**What you have to do:** Copy the records below exactly as they appear.

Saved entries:

· · · · ·

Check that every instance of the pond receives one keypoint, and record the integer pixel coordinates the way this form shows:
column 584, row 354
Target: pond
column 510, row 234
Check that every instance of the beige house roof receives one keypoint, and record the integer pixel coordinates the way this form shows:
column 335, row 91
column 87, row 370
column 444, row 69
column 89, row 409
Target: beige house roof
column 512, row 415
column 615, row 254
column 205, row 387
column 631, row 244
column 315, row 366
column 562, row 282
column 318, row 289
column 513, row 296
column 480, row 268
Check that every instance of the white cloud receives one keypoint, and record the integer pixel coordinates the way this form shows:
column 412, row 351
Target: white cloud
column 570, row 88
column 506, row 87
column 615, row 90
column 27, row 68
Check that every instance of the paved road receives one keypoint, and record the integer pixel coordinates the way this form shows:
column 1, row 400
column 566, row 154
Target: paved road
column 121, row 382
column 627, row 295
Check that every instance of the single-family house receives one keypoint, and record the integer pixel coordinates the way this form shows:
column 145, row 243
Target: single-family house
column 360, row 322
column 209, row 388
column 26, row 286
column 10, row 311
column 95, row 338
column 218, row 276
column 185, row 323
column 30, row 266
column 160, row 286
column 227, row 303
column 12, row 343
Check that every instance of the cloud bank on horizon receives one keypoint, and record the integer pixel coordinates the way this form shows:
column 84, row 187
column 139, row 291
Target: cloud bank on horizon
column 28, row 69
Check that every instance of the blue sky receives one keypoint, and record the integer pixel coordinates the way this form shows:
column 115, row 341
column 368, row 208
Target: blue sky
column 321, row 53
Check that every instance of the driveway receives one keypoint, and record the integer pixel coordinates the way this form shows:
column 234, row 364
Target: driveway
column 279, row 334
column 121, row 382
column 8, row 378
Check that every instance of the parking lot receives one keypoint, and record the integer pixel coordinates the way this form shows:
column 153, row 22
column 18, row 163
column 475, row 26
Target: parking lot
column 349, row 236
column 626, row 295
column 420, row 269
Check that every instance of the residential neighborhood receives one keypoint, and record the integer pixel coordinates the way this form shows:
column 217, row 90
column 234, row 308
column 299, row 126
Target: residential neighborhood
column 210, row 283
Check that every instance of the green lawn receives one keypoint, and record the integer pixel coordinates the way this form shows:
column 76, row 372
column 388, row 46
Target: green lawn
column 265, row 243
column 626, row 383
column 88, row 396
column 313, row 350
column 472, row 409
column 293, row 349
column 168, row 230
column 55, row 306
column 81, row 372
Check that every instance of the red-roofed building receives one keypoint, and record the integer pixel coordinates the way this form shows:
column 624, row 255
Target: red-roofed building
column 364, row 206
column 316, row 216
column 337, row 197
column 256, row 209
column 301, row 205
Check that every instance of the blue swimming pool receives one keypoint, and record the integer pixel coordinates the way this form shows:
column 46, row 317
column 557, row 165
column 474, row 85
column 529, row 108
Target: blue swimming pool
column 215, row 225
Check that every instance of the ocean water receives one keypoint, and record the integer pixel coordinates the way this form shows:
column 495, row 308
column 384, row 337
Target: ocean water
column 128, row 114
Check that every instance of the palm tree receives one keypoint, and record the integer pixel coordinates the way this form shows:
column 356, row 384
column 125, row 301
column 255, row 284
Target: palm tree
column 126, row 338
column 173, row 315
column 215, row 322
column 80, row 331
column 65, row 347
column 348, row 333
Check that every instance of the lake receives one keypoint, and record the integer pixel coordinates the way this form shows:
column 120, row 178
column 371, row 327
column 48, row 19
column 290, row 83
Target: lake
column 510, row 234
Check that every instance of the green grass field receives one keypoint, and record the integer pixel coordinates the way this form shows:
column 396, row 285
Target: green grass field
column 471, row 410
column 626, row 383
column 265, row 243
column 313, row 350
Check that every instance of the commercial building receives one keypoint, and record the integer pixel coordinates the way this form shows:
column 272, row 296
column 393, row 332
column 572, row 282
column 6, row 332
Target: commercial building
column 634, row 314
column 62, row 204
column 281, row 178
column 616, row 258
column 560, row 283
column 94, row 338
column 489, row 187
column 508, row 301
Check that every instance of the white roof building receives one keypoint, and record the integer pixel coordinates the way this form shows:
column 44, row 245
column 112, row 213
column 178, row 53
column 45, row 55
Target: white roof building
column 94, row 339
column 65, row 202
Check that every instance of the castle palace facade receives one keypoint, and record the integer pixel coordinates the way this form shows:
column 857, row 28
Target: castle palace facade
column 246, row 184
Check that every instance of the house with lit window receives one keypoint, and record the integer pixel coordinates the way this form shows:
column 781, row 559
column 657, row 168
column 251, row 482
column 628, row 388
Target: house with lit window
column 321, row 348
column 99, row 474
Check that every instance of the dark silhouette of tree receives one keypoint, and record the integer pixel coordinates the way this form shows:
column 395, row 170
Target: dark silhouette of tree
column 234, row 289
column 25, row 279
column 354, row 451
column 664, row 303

· · · · ·

**Problem solution:**
Check that every instance of the pond receives one keypoint, and record the integer pixel coordinates the way this form shows:
column 584, row 354
Target: pond
column 510, row 234
Check that every instance of the beige house roof receives one keypoint, and record the integer pixel coordinates the way this form shows:
column 335, row 91
column 87, row 370
column 444, row 69
column 89, row 409
Target: beige house roof
column 512, row 415
column 615, row 254
column 205, row 387
column 631, row 244
column 315, row 366
column 562, row 282
column 318, row 289
column 513, row 296
column 480, row 268
Check that every instance of the white cloud receives one keypoint, and record the integer pixel coordinates the way this form shows:
column 412, row 351
Target: white cloud
column 570, row 88
column 506, row 87
column 615, row 90
column 27, row 68
Check that every instance of the paved road receives one keypoint, and record the integer pixel coordinates the way this form shows:
column 1, row 400
column 566, row 154
Target: paved road
column 121, row 382
column 627, row 295
Check that every instance of the single-family house receives one keypoint, and record the integer pixel coordinates the way this form shows:
column 145, row 243
Target: single-family house
column 360, row 322
column 209, row 388
column 26, row 286
column 10, row 311
column 95, row 338
column 218, row 276
column 185, row 323
column 30, row 266
column 160, row 286
column 227, row 303
column 12, row 343
Check that every instance of the cloud bank on horizon receives one keypoint, and record the integer pixel coordinates the way this form shows:
column 84, row 187
column 139, row 291
Target: cloud bank on horizon
column 28, row 69
Check that every instance of the blue sky receives one keypoint, and record the integer pixel coordinates the way this form shows:
column 115, row 341
column 368, row 208
Target: blue sky
column 321, row 53
Check that every instance of the driveway receives one keypoint, and record the integer pixel coordinates the way this form shows:
column 234, row 364
Target: driveway
column 279, row 334
column 121, row 382
column 8, row 378
Check that every instance of the parking lot receives one keypoint, and record the integer pixel coordinates the way this form shows:
column 153, row 22
column 18, row 163
column 475, row 26
Target: parking lot
column 349, row 236
column 626, row 295
column 420, row 269
Check that every instance of the residential neighborhood receives one keypoint, and record the integer pixel coordinates the way this form shows:
column 217, row 90
column 234, row 308
column 299, row 126
Target: residential neighborhood
column 210, row 283
Check that every instance of the green lawn receives one keypoint, and record the integer pixel coordinates the way this form shows:
column 76, row 372
column 388, row 46
Target: green lawn
column 265, row 243
column 626, row 383
column 88, row 396
column 313, row 350
column 472, row 409
column 293, row 349
column 168, row 230
column 55, row 306
column 81, row 372
Check that every instance of the red-roofed building receives one keypoint, and record the integer pixel coordinates the way this form shows:
column 624, row 255
Target: red-roofed building
column 364, row 206
column 316, row 216
column 337, row 197
column 256, row 209
column 301, row 205
Check that every instance of the blue swimming pool receives one keypoint, and record the integer pixel coordinates the way this form shows:
column 46, row 317
column 557, row 165
column 474, row 85
column 529, row 108
Target: blue swimming pool
column 215, row 225
Check that every instance of the ocean water receives one keypoint, and record the integer pixel coordinates the way this form shows:
column 495, row 308
column 384, row 337
Target: ocean water
column 128, row 114
Check that every instance of the palm tree receives one keypoint, and record the integer pixel coordinates the way this form shows:
column 356, row 384
column 125, row 301
column 255, row 284
Target: palm tree
column 126, row 338
column 173, row 315
column 215, row 322
column 80, row 331
column 65, row 347
column 348, row 333
Check that every instance of the lake receives one keypoint, and record the integer pixel coordinates the way this form shows:
column 120, row 178
column 371, row 327
column 48, row 19
column 290, row 83
Target: lake
column 510, row 234
Check that every instance of the green grass field receives one keypoint, and record the integer pixel coordinates the way this form shows:
column 396, row 285
Target: green grass field
column 471, row 410
column 626, row 383
column 265, row 243
column 313, row 350
Check that every instance of the commercial building receives one keypoint, and record the integer pixel coordinates the way this form shows:
column 272, row 296
column 393, row 332
column 572, row 282
column 6, row 332
Target: commercial building
column 634, row 314
column 62, row 204
column 281, row 178
column 616, row 258
column 560, row 283
column 94, row 338
column 489, row 187
column 508, row 301
Check that every instance of the white roof building receives one keypoint, and record the integer pixel coordinates the way this form shows:
column 44, row 245
column 112, row 213
column 178, row 53
column 45, row 55
Target: white roof building
column 94, row 339
column 65, row 202
Check that every instance of the castle palace facade receives one keypoint, and record the integer pixel coordinates the way this form shows:
column 857, row 28
Target: castle palace facade
column 246, row 184
Check that every instance of the house with lit window receives one keypoint, and record the integer pixel coordinates the way this form shows:
column 781, row 559
column 657, row 168
column 251, row 482
column 628, row 388
Target: house with lit window
column 321, row 348
column 99, row 474
Check that every instance of the dark silhouette of tree receives one keypoint, and record the integer pixel coordinates the way this form shows:
column 395, row 170
Target: dark silhouette of tree
column 234, row 289
column 25, row 279
column 354, row 451
column 664, row 303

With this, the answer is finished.